◆ ASSIGNMENT ◆
Within the records below, find each line with the word "deck" and copy it out.

◆ MATERIAL FOR THIS TASK ◆
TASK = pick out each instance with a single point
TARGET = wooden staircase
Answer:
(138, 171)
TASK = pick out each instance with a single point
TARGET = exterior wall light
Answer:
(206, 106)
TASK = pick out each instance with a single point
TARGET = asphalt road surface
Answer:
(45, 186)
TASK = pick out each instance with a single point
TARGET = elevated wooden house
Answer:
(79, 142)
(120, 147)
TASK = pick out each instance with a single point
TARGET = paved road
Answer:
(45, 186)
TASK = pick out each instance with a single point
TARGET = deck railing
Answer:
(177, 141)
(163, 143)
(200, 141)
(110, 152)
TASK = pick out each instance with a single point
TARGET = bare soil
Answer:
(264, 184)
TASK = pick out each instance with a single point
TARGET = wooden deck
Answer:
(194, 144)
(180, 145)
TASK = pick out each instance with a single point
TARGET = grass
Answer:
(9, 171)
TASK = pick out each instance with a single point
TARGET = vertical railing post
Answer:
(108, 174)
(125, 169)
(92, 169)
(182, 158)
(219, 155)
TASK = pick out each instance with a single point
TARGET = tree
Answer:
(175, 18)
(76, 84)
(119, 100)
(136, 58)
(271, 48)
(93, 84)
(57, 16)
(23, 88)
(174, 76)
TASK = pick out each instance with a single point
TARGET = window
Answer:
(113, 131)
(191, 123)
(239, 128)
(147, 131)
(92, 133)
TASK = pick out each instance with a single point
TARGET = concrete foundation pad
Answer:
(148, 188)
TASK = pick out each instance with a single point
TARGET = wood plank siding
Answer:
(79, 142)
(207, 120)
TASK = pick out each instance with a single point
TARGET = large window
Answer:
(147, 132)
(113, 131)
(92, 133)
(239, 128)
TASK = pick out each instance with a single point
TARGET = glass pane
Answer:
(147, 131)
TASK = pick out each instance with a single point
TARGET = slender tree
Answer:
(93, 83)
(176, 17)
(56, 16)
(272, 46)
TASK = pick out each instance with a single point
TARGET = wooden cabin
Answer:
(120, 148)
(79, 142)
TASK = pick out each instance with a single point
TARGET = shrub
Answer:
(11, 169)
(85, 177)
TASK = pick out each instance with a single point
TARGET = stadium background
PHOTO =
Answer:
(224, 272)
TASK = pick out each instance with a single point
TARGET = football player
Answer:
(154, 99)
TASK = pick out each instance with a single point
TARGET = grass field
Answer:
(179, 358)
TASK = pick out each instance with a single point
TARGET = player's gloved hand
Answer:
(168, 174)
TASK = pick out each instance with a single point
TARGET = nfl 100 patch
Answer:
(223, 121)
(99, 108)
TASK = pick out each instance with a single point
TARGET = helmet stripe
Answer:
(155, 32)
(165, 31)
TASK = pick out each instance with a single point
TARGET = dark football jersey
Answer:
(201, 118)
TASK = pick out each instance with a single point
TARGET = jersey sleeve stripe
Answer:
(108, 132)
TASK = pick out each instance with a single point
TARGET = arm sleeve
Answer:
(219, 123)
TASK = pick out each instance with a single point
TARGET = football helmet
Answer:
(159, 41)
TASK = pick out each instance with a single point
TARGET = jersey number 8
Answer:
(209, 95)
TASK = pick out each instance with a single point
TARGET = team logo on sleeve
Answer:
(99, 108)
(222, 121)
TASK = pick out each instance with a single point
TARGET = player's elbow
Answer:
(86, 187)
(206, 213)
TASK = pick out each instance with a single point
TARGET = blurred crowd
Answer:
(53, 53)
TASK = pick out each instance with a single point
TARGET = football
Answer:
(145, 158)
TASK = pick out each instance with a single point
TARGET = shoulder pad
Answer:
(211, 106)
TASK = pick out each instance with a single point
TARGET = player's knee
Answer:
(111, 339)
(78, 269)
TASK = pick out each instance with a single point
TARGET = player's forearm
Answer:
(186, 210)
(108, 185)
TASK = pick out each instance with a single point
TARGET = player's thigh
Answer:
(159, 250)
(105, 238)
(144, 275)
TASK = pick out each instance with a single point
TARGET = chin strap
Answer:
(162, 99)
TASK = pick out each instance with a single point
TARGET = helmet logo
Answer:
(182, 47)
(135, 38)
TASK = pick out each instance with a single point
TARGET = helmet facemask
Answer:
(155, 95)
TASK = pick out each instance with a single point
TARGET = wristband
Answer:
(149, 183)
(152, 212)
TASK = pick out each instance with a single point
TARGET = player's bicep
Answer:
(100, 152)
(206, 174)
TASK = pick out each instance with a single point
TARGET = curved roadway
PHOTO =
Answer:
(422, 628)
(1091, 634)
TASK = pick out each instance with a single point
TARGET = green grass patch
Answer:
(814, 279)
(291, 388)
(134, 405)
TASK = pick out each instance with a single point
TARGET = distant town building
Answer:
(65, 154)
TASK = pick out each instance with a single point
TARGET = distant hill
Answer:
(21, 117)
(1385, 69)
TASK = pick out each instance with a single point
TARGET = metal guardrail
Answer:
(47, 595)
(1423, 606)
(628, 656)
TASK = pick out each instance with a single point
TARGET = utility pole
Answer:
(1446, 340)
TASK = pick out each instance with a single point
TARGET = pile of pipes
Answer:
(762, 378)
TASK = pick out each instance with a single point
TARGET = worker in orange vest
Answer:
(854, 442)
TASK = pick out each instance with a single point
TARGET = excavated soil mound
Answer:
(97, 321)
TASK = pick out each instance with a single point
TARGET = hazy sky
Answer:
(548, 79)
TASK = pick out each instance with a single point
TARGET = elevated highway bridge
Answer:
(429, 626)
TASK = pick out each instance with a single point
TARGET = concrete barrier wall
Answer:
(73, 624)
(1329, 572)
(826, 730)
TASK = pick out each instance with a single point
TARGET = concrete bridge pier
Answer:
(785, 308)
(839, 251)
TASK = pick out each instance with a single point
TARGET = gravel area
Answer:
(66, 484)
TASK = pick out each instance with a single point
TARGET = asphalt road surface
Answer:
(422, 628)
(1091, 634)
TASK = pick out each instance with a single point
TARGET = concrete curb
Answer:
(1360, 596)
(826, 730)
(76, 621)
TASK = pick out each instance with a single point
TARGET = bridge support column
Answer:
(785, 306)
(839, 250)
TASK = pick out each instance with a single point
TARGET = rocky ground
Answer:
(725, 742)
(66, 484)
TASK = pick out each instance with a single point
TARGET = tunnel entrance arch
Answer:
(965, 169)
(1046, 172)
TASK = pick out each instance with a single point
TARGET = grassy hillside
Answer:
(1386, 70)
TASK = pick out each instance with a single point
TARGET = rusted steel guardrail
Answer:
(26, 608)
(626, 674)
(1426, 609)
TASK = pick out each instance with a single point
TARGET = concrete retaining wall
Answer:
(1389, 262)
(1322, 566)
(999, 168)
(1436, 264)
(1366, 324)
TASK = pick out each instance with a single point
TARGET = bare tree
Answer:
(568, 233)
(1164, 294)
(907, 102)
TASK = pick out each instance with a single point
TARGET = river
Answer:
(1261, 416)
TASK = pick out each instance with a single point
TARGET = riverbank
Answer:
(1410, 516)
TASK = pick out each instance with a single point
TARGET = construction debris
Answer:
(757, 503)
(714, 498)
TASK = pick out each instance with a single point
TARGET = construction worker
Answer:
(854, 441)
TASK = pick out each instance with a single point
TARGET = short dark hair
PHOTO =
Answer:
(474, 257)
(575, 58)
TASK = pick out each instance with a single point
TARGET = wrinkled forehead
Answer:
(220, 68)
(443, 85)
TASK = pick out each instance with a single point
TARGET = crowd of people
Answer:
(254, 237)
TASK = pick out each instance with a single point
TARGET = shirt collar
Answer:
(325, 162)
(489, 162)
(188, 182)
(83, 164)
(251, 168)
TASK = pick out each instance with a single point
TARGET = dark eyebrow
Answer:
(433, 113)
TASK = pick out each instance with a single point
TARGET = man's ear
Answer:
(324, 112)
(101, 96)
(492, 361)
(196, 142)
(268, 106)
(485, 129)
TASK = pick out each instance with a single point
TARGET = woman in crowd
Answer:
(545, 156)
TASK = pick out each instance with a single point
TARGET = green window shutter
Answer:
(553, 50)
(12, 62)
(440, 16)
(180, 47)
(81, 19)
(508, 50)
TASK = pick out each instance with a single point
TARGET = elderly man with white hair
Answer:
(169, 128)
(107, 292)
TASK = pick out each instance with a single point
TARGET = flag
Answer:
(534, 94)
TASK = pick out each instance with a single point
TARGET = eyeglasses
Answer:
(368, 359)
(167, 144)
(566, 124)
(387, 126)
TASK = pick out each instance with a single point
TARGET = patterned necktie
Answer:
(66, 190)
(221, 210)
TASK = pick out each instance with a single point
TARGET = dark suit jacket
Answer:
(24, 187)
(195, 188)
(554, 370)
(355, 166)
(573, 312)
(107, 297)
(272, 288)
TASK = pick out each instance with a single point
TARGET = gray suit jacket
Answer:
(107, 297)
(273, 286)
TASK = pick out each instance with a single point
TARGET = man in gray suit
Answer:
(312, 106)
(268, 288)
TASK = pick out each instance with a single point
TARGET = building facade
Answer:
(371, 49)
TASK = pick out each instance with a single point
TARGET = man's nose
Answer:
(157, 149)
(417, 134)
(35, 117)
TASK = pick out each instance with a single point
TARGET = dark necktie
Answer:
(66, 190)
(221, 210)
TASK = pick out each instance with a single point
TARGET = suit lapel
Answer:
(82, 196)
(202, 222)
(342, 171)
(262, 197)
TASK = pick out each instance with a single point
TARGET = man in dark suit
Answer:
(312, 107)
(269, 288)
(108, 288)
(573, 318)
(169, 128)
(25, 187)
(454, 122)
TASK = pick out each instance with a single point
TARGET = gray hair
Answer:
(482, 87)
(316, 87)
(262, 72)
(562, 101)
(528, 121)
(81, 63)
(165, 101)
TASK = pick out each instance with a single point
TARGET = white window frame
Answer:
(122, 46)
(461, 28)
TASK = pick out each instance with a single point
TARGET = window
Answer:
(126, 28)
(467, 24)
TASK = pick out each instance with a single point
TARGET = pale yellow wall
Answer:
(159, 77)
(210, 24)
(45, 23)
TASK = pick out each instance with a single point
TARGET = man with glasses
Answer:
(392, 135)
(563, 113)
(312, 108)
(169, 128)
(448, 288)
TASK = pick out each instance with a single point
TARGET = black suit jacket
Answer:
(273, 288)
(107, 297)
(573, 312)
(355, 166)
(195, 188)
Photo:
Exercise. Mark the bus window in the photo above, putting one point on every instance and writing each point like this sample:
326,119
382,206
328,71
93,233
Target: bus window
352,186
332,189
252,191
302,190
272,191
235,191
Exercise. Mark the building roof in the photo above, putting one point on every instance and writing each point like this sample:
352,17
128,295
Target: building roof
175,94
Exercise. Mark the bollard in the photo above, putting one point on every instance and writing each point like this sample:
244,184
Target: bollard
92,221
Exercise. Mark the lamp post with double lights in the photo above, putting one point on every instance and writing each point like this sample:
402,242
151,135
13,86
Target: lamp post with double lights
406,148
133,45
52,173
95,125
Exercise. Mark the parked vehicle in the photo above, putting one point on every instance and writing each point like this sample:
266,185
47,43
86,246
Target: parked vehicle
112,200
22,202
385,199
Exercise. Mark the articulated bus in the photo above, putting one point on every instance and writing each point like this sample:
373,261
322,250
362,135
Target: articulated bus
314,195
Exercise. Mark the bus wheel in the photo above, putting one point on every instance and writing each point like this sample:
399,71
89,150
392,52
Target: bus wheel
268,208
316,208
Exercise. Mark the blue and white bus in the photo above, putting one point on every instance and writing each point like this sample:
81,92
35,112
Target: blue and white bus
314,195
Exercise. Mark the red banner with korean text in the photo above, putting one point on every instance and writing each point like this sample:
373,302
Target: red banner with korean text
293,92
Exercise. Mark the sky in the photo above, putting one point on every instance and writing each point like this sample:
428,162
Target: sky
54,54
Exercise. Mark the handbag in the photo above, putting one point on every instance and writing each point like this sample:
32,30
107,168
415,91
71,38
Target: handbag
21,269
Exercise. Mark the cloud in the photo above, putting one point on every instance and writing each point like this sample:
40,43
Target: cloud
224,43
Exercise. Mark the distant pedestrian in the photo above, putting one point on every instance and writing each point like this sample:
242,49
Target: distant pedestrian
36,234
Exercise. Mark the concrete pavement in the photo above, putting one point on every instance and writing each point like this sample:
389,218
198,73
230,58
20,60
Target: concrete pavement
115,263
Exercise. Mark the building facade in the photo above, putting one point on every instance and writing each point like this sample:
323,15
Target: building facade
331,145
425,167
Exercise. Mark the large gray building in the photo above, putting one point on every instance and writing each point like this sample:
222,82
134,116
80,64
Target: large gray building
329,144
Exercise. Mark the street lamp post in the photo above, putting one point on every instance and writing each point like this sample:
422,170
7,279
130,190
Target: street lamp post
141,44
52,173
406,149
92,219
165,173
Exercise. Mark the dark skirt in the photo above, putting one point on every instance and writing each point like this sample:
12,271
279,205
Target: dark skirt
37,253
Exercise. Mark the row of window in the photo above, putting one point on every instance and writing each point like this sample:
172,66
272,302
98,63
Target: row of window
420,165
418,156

◆ WRITTEN ANSWER ◆
TARGET = deck railing
TARGET = wooden deck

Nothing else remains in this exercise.